● **What to do**: Starting with the line that contains "Where can the green", reproduce each line through the end of the listing below, with no other output.

-- start Extracted entries --

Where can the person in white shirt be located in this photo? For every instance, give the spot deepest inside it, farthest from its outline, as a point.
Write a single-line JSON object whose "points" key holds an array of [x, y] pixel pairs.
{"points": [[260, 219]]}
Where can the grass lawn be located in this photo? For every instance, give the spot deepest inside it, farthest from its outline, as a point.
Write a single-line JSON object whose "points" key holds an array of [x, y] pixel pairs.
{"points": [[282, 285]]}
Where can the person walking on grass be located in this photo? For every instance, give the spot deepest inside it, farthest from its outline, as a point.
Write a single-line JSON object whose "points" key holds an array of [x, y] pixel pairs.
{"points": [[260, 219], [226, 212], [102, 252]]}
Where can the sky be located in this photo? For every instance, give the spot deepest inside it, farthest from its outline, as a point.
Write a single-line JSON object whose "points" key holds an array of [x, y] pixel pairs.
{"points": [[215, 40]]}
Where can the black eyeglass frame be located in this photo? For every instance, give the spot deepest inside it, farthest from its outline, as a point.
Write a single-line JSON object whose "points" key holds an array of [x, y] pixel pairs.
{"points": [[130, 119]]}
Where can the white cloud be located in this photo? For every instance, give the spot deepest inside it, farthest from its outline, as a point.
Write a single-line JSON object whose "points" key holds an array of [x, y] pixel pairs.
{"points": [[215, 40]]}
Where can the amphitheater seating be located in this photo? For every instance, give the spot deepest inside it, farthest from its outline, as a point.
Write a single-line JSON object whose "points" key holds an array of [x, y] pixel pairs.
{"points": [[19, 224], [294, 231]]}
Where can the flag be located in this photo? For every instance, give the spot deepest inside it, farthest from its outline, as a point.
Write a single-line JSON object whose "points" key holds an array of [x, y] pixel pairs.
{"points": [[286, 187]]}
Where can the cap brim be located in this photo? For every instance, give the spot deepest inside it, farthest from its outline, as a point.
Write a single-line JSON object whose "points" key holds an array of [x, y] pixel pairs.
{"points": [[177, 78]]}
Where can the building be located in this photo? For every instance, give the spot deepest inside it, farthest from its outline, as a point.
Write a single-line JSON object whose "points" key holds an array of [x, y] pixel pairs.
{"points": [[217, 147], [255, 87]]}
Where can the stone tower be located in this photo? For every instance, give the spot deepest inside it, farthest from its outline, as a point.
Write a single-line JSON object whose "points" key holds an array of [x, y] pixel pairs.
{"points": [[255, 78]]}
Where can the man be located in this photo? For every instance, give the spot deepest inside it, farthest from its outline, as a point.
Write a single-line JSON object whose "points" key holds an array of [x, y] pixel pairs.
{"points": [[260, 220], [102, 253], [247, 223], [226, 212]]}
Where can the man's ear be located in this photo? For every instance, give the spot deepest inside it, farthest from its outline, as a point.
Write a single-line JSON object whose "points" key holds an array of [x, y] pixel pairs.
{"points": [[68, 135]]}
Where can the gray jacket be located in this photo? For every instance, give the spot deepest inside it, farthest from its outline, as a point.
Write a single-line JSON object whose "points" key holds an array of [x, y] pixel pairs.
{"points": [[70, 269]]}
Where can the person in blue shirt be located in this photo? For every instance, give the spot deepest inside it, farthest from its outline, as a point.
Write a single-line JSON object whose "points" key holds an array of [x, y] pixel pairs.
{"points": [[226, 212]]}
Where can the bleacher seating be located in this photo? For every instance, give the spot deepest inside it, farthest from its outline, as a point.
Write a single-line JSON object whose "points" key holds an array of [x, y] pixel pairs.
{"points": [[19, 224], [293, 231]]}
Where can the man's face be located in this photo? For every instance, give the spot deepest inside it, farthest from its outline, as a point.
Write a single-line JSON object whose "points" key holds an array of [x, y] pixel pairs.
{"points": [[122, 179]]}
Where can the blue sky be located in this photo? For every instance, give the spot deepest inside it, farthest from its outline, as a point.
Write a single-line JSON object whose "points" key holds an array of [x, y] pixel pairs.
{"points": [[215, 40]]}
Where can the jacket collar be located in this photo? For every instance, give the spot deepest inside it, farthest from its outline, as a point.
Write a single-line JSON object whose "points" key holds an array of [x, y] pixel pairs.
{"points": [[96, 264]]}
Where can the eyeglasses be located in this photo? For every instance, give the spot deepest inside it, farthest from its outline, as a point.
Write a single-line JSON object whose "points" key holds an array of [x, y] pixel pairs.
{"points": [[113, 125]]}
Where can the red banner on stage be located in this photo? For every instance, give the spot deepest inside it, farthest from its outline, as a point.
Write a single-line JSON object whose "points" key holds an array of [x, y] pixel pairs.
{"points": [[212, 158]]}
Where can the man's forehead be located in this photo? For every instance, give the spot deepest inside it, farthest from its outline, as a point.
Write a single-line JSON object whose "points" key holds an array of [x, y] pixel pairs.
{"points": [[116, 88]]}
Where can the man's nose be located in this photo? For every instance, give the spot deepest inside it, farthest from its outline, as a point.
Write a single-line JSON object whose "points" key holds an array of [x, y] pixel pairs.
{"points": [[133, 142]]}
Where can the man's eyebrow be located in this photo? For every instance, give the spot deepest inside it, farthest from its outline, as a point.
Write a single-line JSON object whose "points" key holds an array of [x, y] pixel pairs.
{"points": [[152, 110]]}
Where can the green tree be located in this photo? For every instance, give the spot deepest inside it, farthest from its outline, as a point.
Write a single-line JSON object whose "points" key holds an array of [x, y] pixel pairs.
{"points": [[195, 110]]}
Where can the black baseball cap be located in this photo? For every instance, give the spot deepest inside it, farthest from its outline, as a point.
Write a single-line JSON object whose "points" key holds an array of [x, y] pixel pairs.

-- end Extracted entries --

● **Exercise result**:
Where can the green tree be located in this photo? For every instance, give the spot deepest inside it, farthest from its outline, as a point.
Write a single-line JSON object whose "points" key holds an array of [x, y] pixel pairs.
{"points": [[195, 110]]}
Where can the black baseball cap be located in this photo? For every instance, give the spot deepest inside it, farthest from its outline, as a point.
Write a single-line JSON object whose "points" key holds an array of [x, y] pixel pairs.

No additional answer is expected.